Fragmenten uit een dataset over het aanwijzen van objecten
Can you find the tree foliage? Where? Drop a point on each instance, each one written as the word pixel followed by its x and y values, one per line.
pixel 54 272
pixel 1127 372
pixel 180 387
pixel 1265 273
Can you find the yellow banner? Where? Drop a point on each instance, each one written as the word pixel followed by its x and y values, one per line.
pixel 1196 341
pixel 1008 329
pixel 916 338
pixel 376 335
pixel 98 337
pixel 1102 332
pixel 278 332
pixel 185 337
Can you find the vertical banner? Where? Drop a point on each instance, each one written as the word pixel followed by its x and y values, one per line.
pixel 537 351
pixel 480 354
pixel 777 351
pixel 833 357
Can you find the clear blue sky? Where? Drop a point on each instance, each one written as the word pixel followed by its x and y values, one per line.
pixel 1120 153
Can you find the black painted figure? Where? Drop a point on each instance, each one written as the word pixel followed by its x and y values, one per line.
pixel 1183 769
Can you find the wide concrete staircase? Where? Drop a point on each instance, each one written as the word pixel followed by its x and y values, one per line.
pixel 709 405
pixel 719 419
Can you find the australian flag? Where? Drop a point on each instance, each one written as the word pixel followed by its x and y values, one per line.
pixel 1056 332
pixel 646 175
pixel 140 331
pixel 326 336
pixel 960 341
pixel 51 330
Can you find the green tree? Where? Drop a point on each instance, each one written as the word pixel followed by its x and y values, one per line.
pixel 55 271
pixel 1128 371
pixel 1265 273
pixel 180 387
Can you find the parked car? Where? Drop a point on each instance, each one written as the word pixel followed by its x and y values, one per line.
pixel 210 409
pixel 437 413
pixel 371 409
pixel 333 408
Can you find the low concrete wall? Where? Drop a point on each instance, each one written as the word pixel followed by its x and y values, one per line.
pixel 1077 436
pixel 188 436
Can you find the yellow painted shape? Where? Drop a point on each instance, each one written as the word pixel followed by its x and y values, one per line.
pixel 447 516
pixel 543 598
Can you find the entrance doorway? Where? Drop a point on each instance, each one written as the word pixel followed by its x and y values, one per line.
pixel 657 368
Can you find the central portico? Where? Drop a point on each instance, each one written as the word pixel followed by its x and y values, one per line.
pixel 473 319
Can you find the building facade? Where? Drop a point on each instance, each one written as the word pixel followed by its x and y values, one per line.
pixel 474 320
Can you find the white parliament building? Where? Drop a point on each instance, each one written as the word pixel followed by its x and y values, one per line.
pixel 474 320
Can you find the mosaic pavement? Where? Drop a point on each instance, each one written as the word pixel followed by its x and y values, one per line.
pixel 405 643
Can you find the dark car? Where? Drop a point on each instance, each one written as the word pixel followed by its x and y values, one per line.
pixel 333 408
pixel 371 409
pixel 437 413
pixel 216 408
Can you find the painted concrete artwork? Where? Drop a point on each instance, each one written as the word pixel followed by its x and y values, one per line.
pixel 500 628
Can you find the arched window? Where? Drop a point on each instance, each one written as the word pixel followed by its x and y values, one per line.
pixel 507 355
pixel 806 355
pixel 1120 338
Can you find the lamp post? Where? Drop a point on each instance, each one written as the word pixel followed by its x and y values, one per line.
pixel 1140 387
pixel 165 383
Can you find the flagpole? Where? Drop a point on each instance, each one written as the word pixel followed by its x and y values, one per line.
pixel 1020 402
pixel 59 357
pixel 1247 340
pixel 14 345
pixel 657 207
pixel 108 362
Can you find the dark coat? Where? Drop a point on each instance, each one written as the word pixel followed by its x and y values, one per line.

▶ OPDRACHT:
Geef alstublieft alle regels van het materiaal hierboven weer als een genummerde lijst. Laat lege regels weg.

▶ VOLLEDIG ANTWOORD:
1. Can you find the tree foliage? Where? Drop a point on each instance, each one written as the word pixel followed by its x and y values, one per line.
2. pixel 54 272
3. pixel 1127 372
4. pixel 180 387
5. pixel 1265 273
6. Can you find the yellow banner? Where? Drop a point on each instance, each one written as the word pixel followed by its x and y values, one per line.
7. pixel 1196 341
8. pixel 1008 329
9. pixel 916 338
10. pixel 376 335
11. pixel 98 337
12. pixel 1102 332
13. pixel 278 332
14. pixel 185 337
15. Can you find the vertical banner? Where? Drop a point on each instance, each one written as the word pixel followed by its x and y values, one per line.
16. pixel 537 351
17. pixel 480 354
18. pixel 777 351
19. pixel 833 357
20. Can you find the clear blue sky? Where? Drop a point on each instance, each one written as the word pixel followed by its x and y values, one per line.
21. pixel 1120 153
22. Can you find the black painted figure? Where? Drop a point on each instance, each one written as the word pixel followed by its x and y values, one per line.
23. pixel 1183 769
24. Can you find the wide concrete staircase? Where? Drop a point on each instance, each one written as the word pixel followed by its x and y values, one per line.
25. pixel 709 405
26. pixel 719 419
27. Can you find the australian flag? Where? Drop a point on each instance, each one written as the word pixel followed by its x and y values, one per line.
28. pixel 1056 332
29. pixel 646 175
30. pixel 140 331
31. pixel 326 336
32. pixel 960 341
33. pixel 51 330
34. Can you find the green tree? Where? Drop a point on each instance, each one written as the word pixel followed by its x and y values, one per line.
35. pixel 55 271
36. pixel 1128 371
37. pixel 1265 273
38. pixel 180 387
39. Can you find the parked car? Where? Drop a point on each instance, each one written as the word pixel followed by its x and y values, one per line.
40. pixel 210 409
41. pixel 437 413
42. pixel 371 409
43. pixel 333 408
44. Can you find the low concrete wall? Where? Drop a point on each instance, each one written as the word pixel followed by its x and y values, one per line.
45. pixel 1077 436
46. pixel 188 436
47. Can you find the yellow painted shape? Where? Drop a point on each instance, each one written as the word pixel followed by its x and y values, one per line.
48. pixel 447 516
49. pixel 543 598
50. Can you find the entrance doorway? Where? Drop a point on each instance, each one written as the word pixel followed by its x and y values, one per line.
51. pixel 657 368
52. Can you find the central portico? Where? Drop a point on each instance, each one written as the word pixel followed by its x and y values, one per line.
53. pixel 473 319
54. Can you find the building facade? Where? Drop a point on each instance, each one written as the word pixel followed by its x and y values, one per line.
55. pixel 474 320
56. Can you find the white parliament building? Where? Drop a point on each instance, each one written as the word pixel followed by its x and y values, one per line.
57. pixel 474 320
58. Can you find the mosaic pavement? Where? Drop a point on each instance, each one written as the word pixel followed by its x and y values, one per line.
59. pixel 405 643
60. Can you find the dark car? Where? Drop a point on each instance, each one written as the word pixel followed by its x and y values, one per line.
61. pixel 333 408
62. pixel 371 409
63. pixel 437 413
64. pixel 216 408
65. Can you find the painted concrete artwork? Where? Drop a point on each instance, each one written as the word pixel followed by its x and y values, one per line.
66. pixel 500 628
67. Can you find the arched window? Where? Drop a point on each instance, each one written as the word pixel followed by its x and y values, one per line.
68. pixel 507 355
69. pixel 806 355
70. pixel 1120 338
71. Can you find the lamp post? Where? Drop a point on each instance, each one written as the word pixel followed by its x and y values, one per line.
72. pixel 1140 387
73. pixel 165 383
74. Can you find the flagpole? Where? Drop a point on each instance, each one written as the word pixel followed by its x and y values, one per line.
75. pixel 1020 402
76. pixel 59 357
77. pixel 1247 340
78. pixel 14 345
79. pixel 657 207
80. pixel 108 362
81. Can you find the dark coat? Where? Drop a point on each instance, each one written as the word pixel followed by its x and y values, one per line.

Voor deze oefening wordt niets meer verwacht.